Data records:
※ ※ ※

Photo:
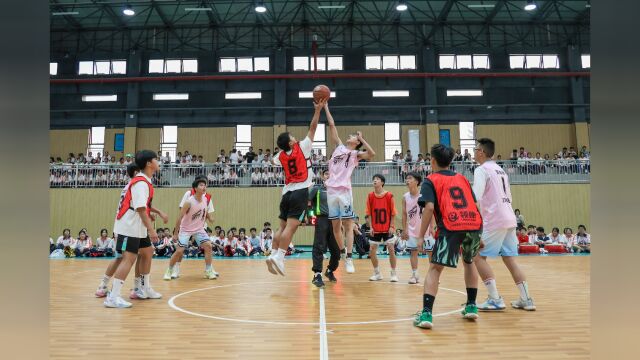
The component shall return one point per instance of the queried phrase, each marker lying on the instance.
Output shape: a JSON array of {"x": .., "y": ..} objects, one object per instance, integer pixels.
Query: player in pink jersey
[
  {"x": 344, "y": 159},
  {"x": 411, "y": 218},
  {"x": 493, "y": 195},
  {"x": 191, "y": 222}
]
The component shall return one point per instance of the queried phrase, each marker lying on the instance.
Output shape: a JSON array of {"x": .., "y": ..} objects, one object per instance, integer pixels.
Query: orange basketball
[{"x": 321, "y": 92}]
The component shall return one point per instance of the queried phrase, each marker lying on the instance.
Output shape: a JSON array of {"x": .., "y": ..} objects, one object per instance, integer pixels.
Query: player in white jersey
[
  {"x": 493, "y": 195},
  {"x": 411, "y": 219},
  {"x": 344, "y": 159},
  {"x": 175, "y": 273},
  {"x": 191, "y": 222}
]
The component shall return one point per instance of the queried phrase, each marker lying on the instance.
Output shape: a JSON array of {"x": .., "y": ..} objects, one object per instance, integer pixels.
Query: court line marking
[
  {"x": 171, "y": 303},
  {"x": 324, "y": 346}
]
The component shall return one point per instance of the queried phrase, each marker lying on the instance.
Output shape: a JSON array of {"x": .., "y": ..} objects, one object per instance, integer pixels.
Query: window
[
  {"x": 96, "y": 98},
  {"x": 390, "y": 62},
  {"x": 464, "y": 92},
  {"x": 323, "y": 63},
  {"x": 243, "y": 138},
  {"x": 319, "y": 145},
  {"x": 102, "y": 67},
  {"x": 176, "y": 66},
  {"x": 161, "y": 97},
  {"x": 169, "y": 141},
  {"x": 243, "y": 96},
  {"x": 534, "y": 61},
  {"x": 390, "y": 93},
  {"x": 467, "y": 137},
  {"x": 96, "y": 141},
  {"x": 474, "y": 61},
  {"x": 392, "y": 141},
  {"x": 585, "y": 59},
  {"x": 244, "y": 64}
]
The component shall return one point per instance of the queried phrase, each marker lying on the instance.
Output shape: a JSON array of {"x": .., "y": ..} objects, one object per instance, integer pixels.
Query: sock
[
  {"x": 427, "y": 302},
  {"x": 524, "y": 290},
  {"x": 491, "y": 288},
  {"x": 471, "y": 295},
  {"x": 146, "y": 281},
  {"x": 116, "y": 288}
]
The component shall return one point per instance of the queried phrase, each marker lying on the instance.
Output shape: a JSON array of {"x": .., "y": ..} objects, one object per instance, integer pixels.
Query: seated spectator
[
  {"x": 83, "y": 244},
  {"x": 105, "y": 244},
  {"x": 583, "y": 241},
  {"x": 555, "y": 236},
  {"x": 65, "y": 242},
  {"x": 254, "y": 240}
]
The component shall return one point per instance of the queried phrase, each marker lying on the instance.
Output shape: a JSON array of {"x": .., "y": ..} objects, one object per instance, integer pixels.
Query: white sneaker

※ ※ ※

THE TASK: Leave images out of the retyped records; keep all else exact.

SOLVED PROBLEM:
Photo:
The component shall return one point per instance of the queried phrase, each marker lying on the instance.
Output shape: a JSON array of {"x": .., "y": ..} objects, one object per instance, integer pixels.
Query: player in pink jersey
[
  {"x": 344, "y": 159},
  {"x": 411, "y": 218},
  {"x": 493, "y": 195},
  {"x": 191, "y": 222}
]
The component shall return one point per instance of the queried phrase, each marker lying on the instance.
Output shape: a JSON array of {"x": .., "y": ..} objects, one object per instance, integer pixels.
Query: orange basketball
[{"x": 321, "y": 92}]
The component shall return one point per instance of the queried phrase, each marker lying on the instance.
Output shape: a JSON array of {"x": .., "y": ..} objects, one object per instance, integer pixels.
Query: player in white jersey
[
  {"x": 493, "y": 195},
  {"x": 411, "y": 219},
  {"x": 344, "y": 159},
  {"x": 175, "y": 273},
  {"x": 191, "y": 222}
]
The component shall return one point per instance of the queried phrase, each marker lying on the instance.
Output shape: a JSON array of {"x": .., "y": ..} objects, one object per instance, integer pixels.
Query: court line marking
[
  {"x": 171, "y": 303},
  {"x": 324, "y": 346}
]
The component shall return one point per instance of the queried phrase, each marker lying on the instance.
Output shape: a JSON array of {"x": .., "y": ..} objects, one object per instance, integer pixels.
Query: window
[
  {"x": 96, "y": 98},
  {"x": 390, "y": 62},
  {"x": 464, "y": 92},
  {"x": 323, "y": 63},
  {"x": 243, "y": 138},
  {"x": 319, "y": 145},
  {"x": 102, "y": 67},
  {"x": 176, "y": 66},
  {"x": 161, "y": 97},
  {"x": 169, "y": 141},
  {"x": 243, "y": 96},
  {"x": 534, "y": 61},
  {"x": 390, "y": 93},
  {"x": 467, "y": 137},
  {"x": 96, "y": 141},
  {"x": 474, "y": 61},
  {"x": 392, "y": 141},
  {"x": 585, "y": 59},
  {"x": 244, "y": 64}
]
The component shall return one point per instance of the queried phrase, each marker lying on the instance.
Output shape: a JSON array of {"x": .., "y": ..} objects, one object per instance, integer pixels.
Query: sock
[
  {"x": 427, "y": 302},
  {"x": 524, "y": 290},
  {"x": 491, "y": 288},
  {"x": 471, "y": 295},
  {"x": 146, "y": 281},
  {"x": 116, "y": 288}
]
The component shall return one point per instance of the queried phrase, each marker lying on the instance.
Output shape: a JSON array of {"x": .., "y": ..} objects, one object per instance, integer pixels.
Query: seated spectator
[
  {"x": 83, "y": 244},
  {"x": 105, "y": 244},
  {"x": 583, "y": 241},
  {"x": 555, "y": 236},
  {"x": 65, "y": 242},
  {"x": 254, "y": 240}
]
The component shall return one point per instance of the queried phrase, each marker lying on the instance.
Output shape: a JSON array of {"x": .., "y": ..} objects, one object per instance, integer pixels.
Query: white sneaker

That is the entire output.